### TASK INSTRUCTIONS
Find every line in the data below that contains the word "target" and copy each of those lines in full. Treat case as significant.

### MATERIAL SHOWN
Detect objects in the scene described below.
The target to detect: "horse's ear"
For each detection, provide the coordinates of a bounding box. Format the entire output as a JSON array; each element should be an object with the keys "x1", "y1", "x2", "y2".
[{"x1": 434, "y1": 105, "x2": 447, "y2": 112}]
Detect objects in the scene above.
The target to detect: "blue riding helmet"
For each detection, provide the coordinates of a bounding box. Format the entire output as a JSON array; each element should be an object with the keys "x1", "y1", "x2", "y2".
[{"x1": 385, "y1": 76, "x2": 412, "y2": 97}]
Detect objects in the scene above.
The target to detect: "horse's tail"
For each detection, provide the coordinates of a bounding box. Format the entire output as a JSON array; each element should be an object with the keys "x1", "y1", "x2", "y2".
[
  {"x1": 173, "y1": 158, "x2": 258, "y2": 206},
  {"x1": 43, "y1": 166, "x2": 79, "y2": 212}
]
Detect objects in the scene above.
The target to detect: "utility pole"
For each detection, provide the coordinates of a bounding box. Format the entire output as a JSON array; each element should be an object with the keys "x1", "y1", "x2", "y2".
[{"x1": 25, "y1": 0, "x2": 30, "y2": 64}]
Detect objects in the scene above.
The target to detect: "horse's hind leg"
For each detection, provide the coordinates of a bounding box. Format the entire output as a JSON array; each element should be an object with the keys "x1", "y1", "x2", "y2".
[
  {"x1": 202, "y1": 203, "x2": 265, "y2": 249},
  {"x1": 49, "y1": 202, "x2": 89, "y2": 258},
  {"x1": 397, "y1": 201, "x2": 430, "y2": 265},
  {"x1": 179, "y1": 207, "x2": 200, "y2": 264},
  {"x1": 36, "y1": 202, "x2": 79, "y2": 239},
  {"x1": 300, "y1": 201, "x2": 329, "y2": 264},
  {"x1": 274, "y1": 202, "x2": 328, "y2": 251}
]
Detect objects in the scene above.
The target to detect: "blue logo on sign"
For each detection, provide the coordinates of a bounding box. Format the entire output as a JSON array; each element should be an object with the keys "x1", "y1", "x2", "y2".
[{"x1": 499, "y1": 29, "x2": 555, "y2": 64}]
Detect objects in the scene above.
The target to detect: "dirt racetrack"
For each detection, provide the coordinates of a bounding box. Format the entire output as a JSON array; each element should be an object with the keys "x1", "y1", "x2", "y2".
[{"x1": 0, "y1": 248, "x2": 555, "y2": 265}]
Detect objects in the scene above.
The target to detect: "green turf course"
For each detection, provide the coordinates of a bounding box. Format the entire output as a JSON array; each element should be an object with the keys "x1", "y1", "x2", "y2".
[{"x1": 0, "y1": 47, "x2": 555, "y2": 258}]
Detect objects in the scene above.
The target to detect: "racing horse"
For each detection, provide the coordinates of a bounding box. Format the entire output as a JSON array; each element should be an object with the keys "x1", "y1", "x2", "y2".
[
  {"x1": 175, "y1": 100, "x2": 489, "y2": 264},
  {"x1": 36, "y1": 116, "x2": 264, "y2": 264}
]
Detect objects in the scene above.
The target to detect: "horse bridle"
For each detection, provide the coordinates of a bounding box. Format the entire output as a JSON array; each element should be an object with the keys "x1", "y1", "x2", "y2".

### TASK SOLUTION
The target to detect: "horse's ear"
The target to detect: "blue riding helmet"
The target to detect: "horse's tail"
The target to detect: "utility pole"
The target to detect: "horse's hind leg"
The target to detect: "blue logo on sign"
The target to detect: "dirt racetrack"
The target to detect: "green turf course"
The target to detect: "racing horse"
The target to detect: "horse bridle"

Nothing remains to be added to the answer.